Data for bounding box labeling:
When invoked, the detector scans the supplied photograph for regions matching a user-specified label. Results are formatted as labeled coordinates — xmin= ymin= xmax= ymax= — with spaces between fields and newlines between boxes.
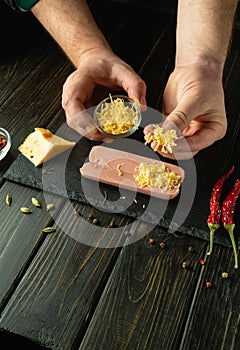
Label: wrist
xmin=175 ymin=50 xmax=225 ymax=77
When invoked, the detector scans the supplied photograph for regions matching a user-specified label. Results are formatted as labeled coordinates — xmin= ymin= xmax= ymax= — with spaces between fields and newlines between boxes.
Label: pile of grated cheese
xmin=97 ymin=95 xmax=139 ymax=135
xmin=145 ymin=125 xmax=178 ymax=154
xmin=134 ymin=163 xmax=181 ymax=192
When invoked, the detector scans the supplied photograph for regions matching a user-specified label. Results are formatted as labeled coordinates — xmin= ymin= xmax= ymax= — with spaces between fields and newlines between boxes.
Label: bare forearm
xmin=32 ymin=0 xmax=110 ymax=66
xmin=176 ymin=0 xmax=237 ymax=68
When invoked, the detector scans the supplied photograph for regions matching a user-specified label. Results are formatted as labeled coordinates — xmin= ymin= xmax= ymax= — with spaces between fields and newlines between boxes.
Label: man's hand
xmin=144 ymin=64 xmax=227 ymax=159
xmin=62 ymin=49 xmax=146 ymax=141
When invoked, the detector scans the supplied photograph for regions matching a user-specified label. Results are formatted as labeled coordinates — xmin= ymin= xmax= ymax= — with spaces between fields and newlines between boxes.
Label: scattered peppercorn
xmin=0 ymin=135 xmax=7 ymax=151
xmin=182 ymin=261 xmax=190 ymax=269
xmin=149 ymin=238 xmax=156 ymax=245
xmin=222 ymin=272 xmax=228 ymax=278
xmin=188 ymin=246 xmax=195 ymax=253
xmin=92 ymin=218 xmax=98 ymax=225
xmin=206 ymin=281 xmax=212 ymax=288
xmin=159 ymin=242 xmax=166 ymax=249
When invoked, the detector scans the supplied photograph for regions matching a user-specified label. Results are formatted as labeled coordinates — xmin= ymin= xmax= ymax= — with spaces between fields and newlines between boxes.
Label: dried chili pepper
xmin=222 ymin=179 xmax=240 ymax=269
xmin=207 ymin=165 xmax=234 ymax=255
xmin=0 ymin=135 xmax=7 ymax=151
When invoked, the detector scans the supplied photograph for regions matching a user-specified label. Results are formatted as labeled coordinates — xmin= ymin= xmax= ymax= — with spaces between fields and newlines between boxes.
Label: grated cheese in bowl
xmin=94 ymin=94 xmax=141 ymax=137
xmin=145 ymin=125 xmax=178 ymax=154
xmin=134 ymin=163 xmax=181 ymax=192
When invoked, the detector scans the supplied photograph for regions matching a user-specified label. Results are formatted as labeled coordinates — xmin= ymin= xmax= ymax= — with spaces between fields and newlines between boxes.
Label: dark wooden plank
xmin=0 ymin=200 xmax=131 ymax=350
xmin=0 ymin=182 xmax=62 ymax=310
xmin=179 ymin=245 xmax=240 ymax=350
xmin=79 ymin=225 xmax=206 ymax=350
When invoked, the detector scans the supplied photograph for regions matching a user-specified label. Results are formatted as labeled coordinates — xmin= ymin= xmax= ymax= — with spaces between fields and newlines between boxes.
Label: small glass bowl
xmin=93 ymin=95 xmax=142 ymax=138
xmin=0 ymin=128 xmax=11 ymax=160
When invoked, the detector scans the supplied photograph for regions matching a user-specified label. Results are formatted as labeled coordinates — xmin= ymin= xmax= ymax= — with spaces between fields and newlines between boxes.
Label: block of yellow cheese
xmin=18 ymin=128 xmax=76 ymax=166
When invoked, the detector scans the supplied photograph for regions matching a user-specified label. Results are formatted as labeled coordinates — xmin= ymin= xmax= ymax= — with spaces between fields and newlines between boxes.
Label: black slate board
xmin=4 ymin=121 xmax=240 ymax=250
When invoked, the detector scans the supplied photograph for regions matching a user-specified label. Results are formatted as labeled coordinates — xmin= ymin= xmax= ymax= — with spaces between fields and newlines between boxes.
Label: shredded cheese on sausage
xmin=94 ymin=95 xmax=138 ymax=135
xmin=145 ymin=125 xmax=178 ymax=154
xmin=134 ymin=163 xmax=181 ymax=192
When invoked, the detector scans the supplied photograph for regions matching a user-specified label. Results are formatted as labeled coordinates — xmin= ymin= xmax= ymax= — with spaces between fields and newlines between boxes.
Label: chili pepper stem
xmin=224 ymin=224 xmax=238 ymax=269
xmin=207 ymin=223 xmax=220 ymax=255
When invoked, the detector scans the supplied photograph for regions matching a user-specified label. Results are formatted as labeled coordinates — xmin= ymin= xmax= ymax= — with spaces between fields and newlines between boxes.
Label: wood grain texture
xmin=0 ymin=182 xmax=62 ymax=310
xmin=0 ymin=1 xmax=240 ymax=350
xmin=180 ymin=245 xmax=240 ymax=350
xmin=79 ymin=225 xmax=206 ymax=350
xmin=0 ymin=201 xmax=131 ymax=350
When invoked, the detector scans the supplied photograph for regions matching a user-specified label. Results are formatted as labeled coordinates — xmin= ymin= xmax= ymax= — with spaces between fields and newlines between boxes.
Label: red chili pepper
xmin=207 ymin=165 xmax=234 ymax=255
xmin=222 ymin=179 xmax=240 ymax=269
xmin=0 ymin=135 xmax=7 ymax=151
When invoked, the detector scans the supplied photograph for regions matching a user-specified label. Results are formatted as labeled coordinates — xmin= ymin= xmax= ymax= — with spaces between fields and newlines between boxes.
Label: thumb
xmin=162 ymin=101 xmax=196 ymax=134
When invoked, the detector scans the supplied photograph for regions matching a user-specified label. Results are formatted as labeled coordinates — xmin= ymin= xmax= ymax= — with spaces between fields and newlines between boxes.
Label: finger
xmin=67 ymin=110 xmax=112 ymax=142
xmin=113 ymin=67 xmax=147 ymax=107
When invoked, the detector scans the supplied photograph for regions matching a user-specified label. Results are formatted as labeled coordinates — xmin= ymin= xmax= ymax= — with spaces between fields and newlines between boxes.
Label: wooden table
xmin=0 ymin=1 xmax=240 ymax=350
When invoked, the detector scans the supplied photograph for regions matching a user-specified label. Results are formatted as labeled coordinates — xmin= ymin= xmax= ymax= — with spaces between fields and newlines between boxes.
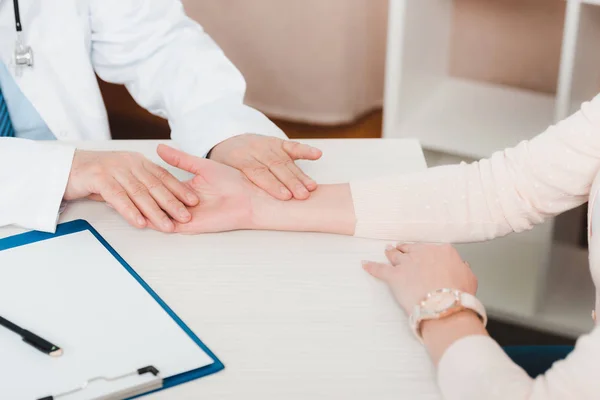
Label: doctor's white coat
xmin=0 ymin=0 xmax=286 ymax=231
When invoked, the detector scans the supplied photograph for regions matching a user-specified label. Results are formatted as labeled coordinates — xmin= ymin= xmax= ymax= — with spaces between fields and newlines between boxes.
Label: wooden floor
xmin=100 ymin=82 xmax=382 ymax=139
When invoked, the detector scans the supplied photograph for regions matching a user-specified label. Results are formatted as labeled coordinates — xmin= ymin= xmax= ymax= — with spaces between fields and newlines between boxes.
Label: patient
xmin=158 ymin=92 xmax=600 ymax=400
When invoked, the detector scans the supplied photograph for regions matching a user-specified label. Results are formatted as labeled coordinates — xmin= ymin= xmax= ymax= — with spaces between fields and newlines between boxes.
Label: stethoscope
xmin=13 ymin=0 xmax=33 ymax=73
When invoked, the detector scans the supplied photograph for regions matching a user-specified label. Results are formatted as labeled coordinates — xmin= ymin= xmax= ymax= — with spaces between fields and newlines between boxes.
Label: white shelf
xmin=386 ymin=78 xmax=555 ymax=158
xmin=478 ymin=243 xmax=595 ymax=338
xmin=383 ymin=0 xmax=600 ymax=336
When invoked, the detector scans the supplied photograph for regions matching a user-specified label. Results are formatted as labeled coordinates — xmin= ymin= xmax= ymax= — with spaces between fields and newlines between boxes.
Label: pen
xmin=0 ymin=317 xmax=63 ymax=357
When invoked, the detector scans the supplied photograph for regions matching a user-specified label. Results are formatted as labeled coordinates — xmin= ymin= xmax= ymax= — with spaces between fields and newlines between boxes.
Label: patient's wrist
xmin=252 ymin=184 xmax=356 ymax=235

...

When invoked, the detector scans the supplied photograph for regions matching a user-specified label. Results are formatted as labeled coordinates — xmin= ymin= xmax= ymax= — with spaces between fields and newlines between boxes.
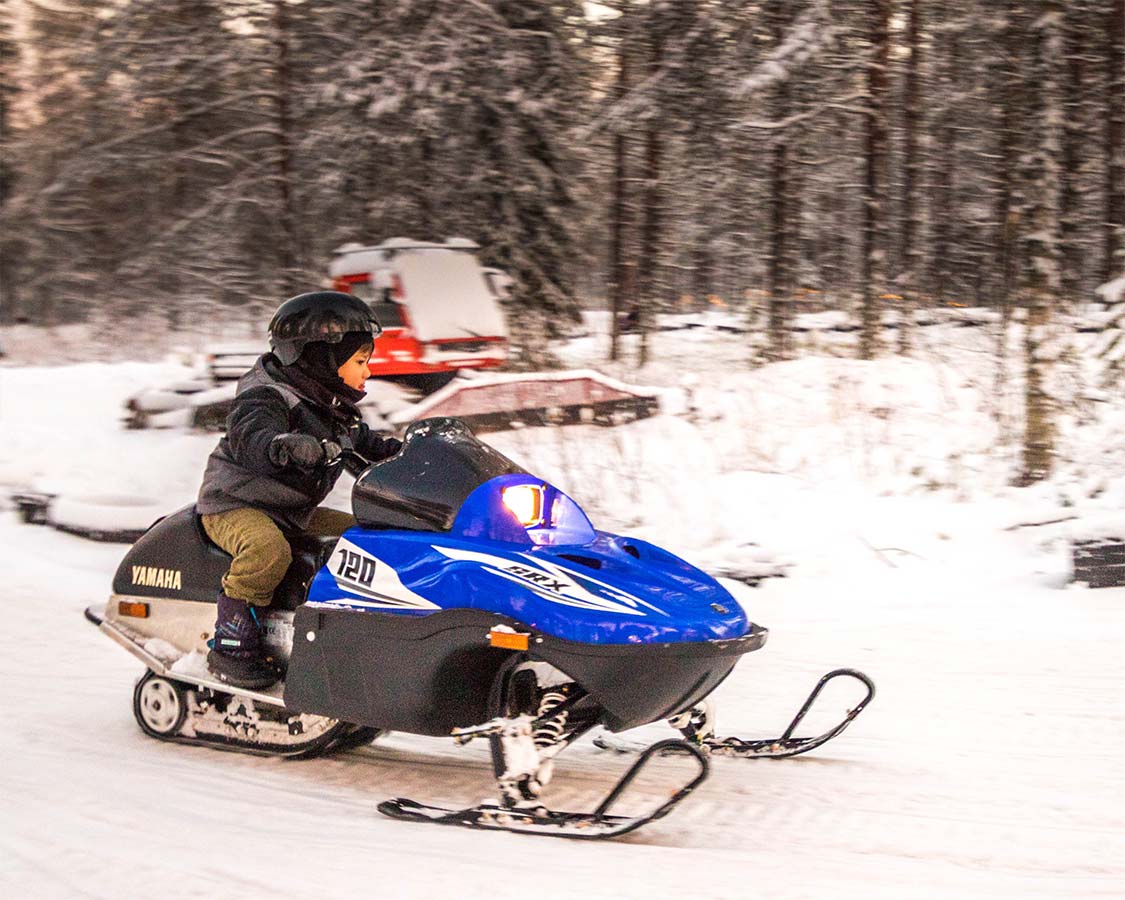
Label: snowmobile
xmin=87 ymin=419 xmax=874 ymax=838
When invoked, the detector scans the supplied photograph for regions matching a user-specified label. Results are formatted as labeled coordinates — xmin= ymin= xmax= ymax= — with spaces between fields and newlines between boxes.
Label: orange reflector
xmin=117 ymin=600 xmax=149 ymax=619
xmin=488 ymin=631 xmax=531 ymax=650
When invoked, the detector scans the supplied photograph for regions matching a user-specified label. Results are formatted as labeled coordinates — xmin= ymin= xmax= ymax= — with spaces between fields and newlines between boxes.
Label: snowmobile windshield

Exercise —
Which lines in the data above contain the string "snowmobile"? Pick out each of them.

Output for this task —
Label: snowmobile
Label: snowmobile windshield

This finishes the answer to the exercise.